__CONSIGNE__.
Dans l'extrait sur la démocratie directe et le populisme, quelle part des citoyens de l'Union européenne déclaraient en 2017 ne pas avoir confiance en leur gouvernement ?

__EXTRAIT SOURCE__.
——
La Démocratie Directe contre le Populisme


Pour lutter contre le populisme actuel, il faut donner au peuple la possibilité de s’exprimer régulièrement en instaurant des référendums. C’est la thèse simple que défend dans l’ouvrage cité, publié en février 2020, John Matsusaka.

 

Les raisons de la montée en puissance des populistes

Sur fond de ressentiment social, monte une vague populiste qui déstabilise les démocraties du monde entier. En Italie, en Hongrie, en Autriche ou au Brésil, les populistes ont ou ont eu le pouvoir. Pour remporter les élections, ces populistes ont pointé du doigt le fait qu’aujourd’hui le pouvoir échappait aux citoyens ordinaires.

Les citoyens sont d’ailleurs de plus en plus méfiants à l’égard des institutions qui les gouvernent. En 2017, selon l’institut de sondage Gallup, près de 57% des citoyens de l’Union Européenne déclaraient qu’ils n’avaient pas confiance en leur gouvernement.

Pour expliquer une telle défiance, deux raisons sont mises en avant :

Il semblerait que le peuple soit frustré par la difficulté des gouvernements à régler les problèmes économiques (chômage, inégalités) et irrité par les changements causés par la mondialisation (immigration, délocalisation).

 

Le discours populiste consiste à opposer le peuple et les élites qui ne se soucient plus des citoyens qui votent.

En 2016, Donald Trump a expliqué dans son discours à Charlotte : « J’ai décidé de faire campagne afin de rendre notre gouvernement au peuple ».
——
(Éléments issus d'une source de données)
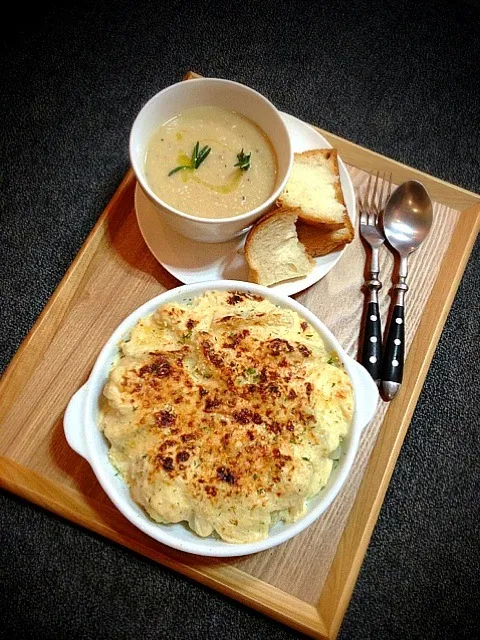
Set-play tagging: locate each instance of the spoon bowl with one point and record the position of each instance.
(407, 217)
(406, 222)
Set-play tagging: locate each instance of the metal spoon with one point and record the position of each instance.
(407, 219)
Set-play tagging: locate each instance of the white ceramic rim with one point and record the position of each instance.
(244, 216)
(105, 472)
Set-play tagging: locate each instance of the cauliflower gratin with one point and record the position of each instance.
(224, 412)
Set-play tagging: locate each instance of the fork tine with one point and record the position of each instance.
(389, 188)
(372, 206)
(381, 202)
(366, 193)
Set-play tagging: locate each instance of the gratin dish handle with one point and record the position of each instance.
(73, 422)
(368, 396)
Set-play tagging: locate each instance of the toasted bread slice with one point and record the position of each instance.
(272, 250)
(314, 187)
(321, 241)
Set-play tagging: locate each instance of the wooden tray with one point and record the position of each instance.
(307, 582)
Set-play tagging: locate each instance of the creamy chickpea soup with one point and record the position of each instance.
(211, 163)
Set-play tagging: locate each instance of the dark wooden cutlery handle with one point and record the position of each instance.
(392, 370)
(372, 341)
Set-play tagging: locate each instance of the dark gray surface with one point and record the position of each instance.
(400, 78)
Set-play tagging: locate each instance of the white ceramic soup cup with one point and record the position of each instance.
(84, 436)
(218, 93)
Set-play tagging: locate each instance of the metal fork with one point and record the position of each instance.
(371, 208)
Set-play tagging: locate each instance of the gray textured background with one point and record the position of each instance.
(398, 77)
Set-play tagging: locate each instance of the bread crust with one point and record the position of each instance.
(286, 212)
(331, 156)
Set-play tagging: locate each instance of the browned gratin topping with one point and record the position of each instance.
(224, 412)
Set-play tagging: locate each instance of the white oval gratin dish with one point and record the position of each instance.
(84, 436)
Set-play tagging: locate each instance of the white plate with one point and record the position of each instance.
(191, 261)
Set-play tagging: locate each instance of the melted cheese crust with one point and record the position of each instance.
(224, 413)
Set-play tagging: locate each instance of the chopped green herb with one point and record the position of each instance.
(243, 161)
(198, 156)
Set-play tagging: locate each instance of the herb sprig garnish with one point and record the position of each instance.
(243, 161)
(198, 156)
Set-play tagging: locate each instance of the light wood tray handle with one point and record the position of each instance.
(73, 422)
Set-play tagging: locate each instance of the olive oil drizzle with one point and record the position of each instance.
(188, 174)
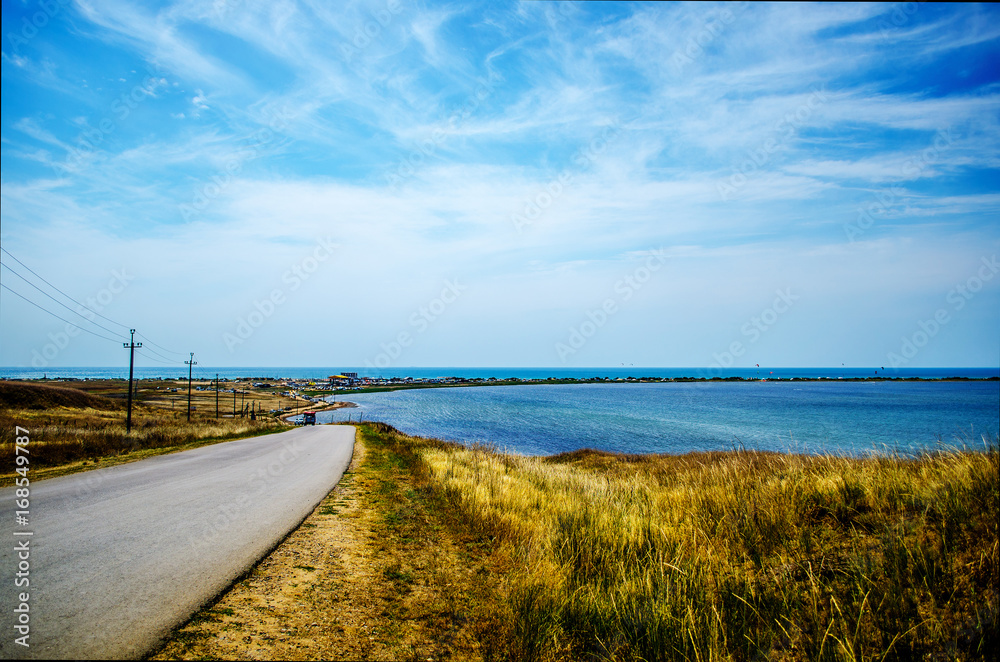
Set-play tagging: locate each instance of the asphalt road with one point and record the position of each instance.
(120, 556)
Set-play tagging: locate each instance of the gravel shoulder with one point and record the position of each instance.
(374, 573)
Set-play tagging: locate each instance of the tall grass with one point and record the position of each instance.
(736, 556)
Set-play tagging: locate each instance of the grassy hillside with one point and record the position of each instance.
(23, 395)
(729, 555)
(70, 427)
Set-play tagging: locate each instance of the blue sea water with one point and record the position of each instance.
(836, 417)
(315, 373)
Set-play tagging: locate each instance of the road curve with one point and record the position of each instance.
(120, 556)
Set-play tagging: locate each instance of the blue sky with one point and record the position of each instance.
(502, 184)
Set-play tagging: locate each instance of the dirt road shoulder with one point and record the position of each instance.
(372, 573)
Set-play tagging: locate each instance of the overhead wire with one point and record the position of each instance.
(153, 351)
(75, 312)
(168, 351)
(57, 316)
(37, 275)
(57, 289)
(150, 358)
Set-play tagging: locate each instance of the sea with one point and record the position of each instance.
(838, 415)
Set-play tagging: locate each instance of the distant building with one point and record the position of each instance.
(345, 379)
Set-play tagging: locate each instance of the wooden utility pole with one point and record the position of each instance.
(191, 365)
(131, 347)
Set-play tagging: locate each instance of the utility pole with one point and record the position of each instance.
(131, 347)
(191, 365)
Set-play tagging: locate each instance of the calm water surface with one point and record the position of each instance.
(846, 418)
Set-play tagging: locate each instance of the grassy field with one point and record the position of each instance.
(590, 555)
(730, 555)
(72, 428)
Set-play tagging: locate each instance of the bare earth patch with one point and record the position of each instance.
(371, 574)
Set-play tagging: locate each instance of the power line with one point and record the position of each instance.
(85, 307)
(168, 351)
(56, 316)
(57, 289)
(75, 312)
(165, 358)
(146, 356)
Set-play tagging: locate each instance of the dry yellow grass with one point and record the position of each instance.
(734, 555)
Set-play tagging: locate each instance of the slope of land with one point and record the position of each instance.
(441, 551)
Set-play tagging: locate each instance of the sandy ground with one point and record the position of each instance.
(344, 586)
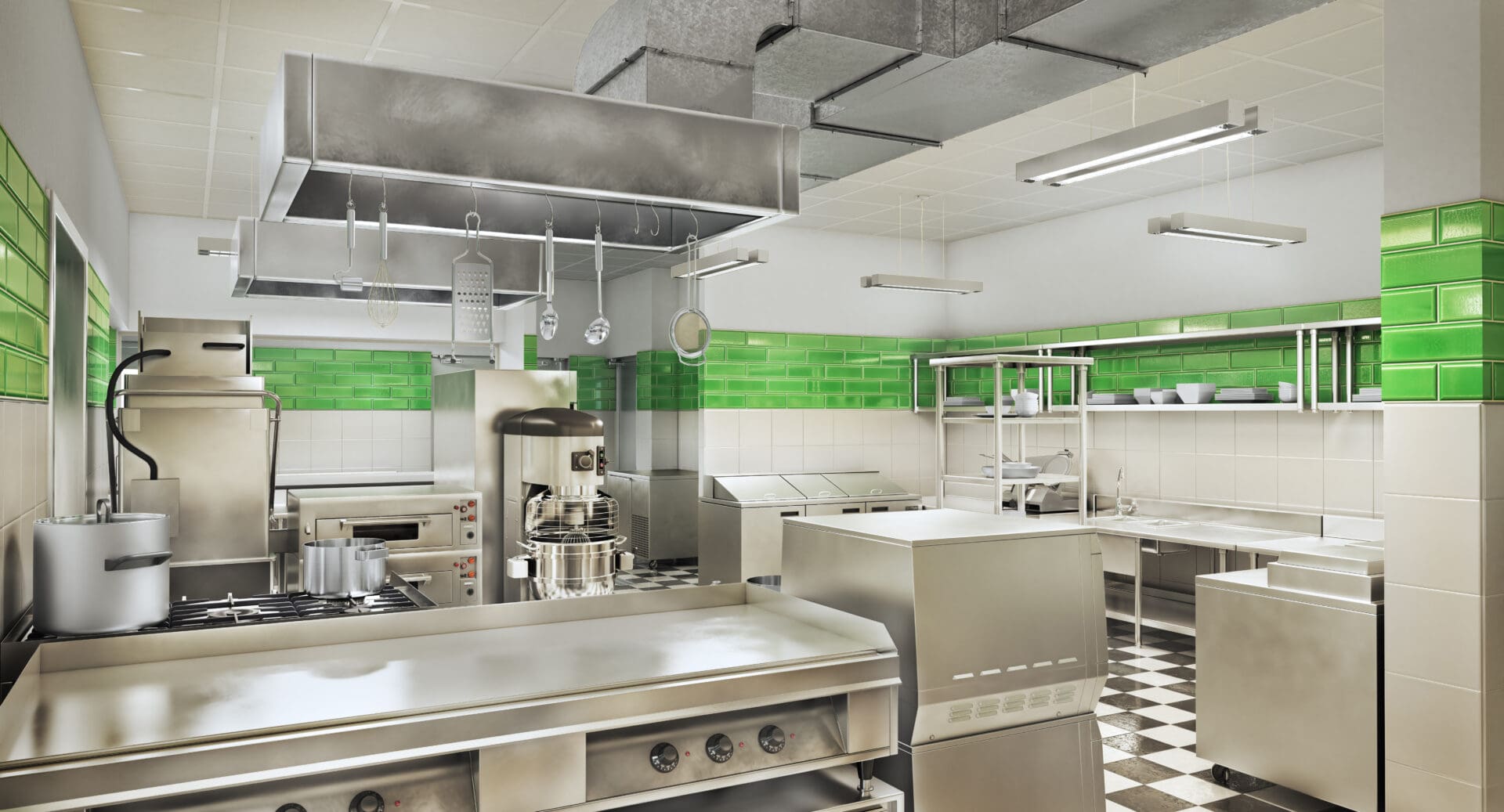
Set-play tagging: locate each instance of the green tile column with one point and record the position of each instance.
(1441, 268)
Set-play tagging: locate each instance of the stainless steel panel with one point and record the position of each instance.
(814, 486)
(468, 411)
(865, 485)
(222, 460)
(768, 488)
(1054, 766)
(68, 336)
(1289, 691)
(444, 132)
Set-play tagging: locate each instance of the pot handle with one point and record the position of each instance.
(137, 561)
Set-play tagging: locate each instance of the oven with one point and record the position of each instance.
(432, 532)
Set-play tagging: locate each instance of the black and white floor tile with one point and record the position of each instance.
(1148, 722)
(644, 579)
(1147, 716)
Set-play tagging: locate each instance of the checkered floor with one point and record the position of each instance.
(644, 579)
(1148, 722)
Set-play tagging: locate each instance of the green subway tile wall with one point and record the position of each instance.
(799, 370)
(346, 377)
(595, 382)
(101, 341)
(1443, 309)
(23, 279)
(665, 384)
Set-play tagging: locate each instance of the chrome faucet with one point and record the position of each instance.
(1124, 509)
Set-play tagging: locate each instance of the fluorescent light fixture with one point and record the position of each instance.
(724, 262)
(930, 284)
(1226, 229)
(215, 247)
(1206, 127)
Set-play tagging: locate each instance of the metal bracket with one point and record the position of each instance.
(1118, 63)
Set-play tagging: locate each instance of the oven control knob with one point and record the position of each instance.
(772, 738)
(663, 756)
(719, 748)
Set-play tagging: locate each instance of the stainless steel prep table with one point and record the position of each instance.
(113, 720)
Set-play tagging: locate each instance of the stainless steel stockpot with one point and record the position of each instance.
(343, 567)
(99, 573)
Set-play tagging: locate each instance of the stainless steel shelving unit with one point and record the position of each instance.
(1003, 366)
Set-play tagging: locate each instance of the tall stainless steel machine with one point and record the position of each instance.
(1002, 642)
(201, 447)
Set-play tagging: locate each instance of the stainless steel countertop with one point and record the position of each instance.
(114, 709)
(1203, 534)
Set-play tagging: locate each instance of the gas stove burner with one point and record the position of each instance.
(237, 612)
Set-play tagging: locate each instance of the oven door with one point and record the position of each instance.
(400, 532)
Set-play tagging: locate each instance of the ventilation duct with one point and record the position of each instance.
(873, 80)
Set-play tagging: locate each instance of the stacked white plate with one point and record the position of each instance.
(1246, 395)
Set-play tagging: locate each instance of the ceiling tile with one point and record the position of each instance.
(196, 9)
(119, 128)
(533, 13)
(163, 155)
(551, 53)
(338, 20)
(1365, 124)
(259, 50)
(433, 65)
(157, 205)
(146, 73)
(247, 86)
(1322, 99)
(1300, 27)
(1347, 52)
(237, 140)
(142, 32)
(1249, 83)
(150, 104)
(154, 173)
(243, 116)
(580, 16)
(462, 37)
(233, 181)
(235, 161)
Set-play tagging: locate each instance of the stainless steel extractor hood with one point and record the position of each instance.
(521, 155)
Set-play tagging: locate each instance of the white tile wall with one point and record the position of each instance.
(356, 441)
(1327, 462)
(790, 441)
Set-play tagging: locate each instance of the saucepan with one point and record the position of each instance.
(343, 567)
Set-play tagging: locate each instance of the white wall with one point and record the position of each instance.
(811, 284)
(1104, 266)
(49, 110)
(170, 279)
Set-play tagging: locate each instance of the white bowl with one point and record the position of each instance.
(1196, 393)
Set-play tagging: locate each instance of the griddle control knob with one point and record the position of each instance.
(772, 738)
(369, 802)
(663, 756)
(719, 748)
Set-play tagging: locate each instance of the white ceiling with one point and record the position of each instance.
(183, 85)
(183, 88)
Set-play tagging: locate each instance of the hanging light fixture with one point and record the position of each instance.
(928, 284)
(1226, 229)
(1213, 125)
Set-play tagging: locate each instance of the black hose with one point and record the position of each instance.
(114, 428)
——
__RÉPONSE__.
Près de 57 %, selon l'institut de sondage Gallup.